# START OF Document excerpt
The Bargaining Coach rarely comments on decisions of courts or tribunals. Plenty of others do that. This is a rare exception.

Many of you will by now be aware of the Aurizon decision where a Full Bench of the Fair Work Commission constituted by Vice President Watson, Deputy President Gostencnik and Commission Spencer terminated 12 enterprise agreements. Fundamentally, this decision recalibrates the approach taken to the termination of expired enterprise agreements.

The Full Bench found that there is no inherent “predisposition against the termination of an enterprise agreement that has passed its nominal expiry date”, effectively overturning previous views to the contrary.

The decision is thus important. Enterprise agreements are renegotiated and replaced but rarely terminated. Employers are often stuck with terms and conditions that may have been appropriate many years earlier, but are now no longer so.
# END OF Document excerpt
# START OF Material for this task
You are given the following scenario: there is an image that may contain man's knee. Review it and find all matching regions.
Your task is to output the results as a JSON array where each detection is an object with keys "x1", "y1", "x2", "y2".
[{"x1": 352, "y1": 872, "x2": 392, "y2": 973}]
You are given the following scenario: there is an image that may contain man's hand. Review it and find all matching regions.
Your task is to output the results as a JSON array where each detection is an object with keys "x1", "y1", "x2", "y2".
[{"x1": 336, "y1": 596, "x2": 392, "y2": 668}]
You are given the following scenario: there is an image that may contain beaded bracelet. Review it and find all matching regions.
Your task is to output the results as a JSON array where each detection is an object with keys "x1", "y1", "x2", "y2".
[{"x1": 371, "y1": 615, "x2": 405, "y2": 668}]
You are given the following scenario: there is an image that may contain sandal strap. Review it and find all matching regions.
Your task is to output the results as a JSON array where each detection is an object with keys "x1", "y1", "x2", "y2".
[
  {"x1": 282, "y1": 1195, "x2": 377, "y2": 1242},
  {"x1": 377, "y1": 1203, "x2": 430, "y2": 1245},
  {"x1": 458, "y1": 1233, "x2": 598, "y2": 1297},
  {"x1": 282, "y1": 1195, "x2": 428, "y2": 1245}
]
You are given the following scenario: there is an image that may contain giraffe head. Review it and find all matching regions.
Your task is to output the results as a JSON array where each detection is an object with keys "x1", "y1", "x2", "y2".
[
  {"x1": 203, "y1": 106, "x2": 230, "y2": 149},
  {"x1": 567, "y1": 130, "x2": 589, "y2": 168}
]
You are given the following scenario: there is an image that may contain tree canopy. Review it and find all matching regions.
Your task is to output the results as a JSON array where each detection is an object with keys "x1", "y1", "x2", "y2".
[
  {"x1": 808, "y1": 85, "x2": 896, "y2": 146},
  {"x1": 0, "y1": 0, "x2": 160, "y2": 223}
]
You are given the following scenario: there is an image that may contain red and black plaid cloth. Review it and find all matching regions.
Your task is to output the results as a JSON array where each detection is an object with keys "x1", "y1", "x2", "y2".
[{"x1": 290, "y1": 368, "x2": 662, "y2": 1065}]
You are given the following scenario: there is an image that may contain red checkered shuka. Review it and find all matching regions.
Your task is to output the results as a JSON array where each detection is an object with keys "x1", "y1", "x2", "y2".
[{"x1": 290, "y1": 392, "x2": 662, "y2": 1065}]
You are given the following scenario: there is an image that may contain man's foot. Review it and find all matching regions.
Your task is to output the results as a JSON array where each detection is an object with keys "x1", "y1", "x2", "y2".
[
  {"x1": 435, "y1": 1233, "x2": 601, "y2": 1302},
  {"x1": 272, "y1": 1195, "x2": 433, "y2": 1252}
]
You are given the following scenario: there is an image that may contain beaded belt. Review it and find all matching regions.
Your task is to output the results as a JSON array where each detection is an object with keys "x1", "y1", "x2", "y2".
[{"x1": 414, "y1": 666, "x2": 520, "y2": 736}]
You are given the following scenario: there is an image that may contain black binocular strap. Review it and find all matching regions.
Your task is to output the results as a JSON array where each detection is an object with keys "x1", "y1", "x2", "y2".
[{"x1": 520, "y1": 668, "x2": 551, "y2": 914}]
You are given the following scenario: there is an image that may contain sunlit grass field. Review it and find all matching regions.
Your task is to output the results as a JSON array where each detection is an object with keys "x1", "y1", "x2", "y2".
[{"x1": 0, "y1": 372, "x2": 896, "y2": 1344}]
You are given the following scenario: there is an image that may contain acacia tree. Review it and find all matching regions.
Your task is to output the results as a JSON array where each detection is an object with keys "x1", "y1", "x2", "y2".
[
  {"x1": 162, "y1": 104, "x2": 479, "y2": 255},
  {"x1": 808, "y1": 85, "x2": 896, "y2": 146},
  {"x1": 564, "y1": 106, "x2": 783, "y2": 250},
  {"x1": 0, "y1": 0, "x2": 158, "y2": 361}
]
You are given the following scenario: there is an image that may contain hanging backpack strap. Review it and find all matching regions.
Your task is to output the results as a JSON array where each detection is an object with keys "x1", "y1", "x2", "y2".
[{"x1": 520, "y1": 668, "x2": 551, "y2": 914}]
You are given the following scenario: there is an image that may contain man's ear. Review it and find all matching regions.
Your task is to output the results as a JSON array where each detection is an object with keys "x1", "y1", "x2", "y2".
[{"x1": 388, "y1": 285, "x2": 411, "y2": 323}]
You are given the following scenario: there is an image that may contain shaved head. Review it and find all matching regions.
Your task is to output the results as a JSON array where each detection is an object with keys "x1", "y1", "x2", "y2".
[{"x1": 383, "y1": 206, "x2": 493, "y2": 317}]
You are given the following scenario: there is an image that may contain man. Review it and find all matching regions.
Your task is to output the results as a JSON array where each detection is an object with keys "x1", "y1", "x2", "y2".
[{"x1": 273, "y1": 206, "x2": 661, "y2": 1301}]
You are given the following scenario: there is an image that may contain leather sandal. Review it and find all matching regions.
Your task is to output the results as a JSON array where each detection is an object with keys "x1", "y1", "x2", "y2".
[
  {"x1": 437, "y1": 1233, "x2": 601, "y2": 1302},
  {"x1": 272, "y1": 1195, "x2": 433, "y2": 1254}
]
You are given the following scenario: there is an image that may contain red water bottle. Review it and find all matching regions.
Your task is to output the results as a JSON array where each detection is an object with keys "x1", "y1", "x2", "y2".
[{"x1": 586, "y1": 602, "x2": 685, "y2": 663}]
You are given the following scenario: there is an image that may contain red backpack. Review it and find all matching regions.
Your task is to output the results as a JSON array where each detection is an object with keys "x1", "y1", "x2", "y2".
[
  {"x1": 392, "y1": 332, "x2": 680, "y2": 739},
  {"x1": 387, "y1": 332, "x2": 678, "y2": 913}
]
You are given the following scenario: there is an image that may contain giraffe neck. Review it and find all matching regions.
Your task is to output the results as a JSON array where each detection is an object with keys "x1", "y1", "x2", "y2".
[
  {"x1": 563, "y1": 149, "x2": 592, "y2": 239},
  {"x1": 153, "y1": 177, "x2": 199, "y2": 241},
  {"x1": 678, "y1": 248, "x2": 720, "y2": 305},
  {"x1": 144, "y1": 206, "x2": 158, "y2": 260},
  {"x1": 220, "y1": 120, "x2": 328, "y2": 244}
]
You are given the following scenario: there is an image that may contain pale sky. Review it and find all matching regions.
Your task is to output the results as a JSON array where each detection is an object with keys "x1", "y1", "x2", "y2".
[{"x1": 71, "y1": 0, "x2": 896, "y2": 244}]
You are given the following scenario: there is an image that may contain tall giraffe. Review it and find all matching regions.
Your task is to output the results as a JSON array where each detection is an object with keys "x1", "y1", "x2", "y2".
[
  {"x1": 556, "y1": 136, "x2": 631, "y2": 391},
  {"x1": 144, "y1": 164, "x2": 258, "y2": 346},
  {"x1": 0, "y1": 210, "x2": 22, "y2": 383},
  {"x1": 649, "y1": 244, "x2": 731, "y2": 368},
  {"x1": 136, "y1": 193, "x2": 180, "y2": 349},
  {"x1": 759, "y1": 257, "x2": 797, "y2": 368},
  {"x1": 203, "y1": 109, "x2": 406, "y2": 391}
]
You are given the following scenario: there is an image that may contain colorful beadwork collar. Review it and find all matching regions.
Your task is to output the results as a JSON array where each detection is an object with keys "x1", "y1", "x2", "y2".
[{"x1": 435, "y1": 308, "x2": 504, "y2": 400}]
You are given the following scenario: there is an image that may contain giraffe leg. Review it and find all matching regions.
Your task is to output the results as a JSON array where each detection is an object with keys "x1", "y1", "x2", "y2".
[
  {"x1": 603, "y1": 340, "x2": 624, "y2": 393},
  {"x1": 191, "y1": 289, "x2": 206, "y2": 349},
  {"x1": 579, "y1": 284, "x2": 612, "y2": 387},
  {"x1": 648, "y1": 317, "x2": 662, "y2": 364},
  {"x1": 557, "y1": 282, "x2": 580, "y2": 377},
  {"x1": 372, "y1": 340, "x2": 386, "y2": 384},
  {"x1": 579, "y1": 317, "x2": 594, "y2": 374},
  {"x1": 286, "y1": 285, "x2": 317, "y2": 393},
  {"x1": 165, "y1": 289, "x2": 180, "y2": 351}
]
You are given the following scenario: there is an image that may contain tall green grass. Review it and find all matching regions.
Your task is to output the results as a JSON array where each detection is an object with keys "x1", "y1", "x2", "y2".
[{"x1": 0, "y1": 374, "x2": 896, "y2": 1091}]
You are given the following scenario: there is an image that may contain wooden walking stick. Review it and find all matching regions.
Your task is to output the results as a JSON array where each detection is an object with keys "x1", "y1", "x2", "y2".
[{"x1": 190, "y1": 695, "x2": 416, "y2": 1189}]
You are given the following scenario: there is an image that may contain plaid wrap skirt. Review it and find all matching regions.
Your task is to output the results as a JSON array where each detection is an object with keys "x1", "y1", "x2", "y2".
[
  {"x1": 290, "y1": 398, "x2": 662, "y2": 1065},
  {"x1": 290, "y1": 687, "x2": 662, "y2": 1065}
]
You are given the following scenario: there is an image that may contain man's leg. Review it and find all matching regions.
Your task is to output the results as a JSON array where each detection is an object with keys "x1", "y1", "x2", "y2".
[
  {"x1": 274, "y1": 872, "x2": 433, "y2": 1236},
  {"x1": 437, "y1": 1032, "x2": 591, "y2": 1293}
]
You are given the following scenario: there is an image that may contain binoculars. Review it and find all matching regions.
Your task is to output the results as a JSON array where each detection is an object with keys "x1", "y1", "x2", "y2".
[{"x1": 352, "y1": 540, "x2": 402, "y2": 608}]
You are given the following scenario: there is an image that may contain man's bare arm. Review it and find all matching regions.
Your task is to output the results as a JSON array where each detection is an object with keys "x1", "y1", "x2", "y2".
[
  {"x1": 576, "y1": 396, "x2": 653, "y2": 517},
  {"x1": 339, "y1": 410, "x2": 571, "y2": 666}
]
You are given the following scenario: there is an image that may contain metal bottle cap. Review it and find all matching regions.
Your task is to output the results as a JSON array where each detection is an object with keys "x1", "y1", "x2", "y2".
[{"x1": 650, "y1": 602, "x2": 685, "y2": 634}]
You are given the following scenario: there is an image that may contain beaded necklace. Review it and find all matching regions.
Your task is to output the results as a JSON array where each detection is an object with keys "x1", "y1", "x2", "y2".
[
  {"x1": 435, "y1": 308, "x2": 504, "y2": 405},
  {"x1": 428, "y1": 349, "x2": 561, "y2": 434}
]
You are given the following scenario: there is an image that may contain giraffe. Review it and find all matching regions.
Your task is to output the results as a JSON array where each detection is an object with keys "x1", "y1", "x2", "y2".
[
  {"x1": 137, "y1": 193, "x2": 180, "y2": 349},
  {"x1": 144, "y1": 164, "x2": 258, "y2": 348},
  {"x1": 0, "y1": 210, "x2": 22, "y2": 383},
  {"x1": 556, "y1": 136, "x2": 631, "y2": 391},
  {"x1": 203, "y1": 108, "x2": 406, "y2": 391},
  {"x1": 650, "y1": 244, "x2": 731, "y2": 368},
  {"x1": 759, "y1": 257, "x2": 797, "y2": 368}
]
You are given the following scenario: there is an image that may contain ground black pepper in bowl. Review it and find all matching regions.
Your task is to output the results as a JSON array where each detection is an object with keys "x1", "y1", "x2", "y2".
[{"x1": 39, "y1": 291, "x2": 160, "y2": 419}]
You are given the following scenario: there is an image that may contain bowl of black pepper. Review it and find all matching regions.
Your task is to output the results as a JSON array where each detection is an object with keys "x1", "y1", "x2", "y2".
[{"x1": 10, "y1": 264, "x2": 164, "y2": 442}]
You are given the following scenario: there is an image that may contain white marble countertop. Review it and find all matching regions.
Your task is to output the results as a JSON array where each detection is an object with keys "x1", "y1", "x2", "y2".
# END OF Material for this task
- _Given problem A_
Answer these from the commentary on the Aurizon decision:
(i) Who rarely comments on decisions of courts or tribunals?
(ii) How many enterprise agreements did the Full Bench terminate?
(iii) According to the commentary, what are employers often stuck with?
- _Given problem B_
Find each line in the records that contains the string "bottle" and copy it out. Case counts.
The commentary on the Aurizon decision and the records come from separate sources.

- _Written response A_
(i) The Bargaining Coach.
(ii) 12.
(iii) Terms and conditions that may have been appropriate many years earlier but are now no longer so.

- _Written response B_
You are given the following scenario: there is an image that may contain red water bottle. Review it and find all matching regions.
You are given the following scenario: there is an image that may contain metal bottle cap. Review it and find all matching regions.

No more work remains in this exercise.